• What is expected:
Could you convert the material, starting at the very beginning and ending at the line that contains "x=1010 y=769", into a two-column CSV headed request and answer? Give each request text and its answer one row, with each value in a single quoted field and any line breaks replaced by spaces.

>> Start

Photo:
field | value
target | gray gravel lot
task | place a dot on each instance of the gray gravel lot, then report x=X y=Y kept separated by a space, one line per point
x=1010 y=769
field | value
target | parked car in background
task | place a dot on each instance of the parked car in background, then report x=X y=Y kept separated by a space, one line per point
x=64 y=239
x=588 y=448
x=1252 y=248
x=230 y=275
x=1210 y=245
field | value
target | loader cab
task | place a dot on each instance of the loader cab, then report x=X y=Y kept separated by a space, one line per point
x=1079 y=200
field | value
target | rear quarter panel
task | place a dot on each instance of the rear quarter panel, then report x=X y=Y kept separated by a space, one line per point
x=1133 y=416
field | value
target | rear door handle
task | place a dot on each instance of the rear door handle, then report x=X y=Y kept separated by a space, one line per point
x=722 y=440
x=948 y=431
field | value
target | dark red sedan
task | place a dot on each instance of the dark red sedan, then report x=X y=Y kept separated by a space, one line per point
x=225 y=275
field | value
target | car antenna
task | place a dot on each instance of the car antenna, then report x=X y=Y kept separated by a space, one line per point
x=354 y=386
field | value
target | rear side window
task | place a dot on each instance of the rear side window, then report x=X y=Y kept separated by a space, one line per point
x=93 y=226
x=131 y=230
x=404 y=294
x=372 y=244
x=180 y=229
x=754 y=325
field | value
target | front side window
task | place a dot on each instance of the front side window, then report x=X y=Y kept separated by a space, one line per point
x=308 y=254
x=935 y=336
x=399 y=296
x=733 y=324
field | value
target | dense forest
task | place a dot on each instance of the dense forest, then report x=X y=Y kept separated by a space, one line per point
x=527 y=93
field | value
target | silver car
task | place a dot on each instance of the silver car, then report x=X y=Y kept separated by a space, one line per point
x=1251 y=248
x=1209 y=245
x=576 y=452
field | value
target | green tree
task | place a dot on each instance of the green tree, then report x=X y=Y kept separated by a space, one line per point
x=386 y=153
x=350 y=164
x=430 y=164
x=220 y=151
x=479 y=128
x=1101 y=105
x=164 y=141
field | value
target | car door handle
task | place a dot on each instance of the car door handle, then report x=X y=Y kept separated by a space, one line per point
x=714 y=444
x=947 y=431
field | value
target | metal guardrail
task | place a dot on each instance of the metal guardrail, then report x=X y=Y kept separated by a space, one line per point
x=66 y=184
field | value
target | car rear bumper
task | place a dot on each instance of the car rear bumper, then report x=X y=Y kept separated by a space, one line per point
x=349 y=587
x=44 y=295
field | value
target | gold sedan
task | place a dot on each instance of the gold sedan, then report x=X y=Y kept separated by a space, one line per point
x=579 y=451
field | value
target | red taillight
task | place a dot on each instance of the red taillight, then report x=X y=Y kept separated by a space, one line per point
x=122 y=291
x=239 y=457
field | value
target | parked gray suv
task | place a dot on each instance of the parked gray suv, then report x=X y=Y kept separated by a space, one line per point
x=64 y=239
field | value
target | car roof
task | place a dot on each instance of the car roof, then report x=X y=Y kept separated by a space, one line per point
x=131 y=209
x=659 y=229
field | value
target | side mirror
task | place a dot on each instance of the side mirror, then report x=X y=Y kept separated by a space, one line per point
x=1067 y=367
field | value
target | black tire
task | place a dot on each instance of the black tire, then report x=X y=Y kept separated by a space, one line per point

>> End

• Result for this exercise:
request,answer
"Photo: field | value target | gray gravel lot task | place a dot on each instance of the gray gravel lot, then report x=X y=Y kept separated by a space, one line per point","x=1010 y=769"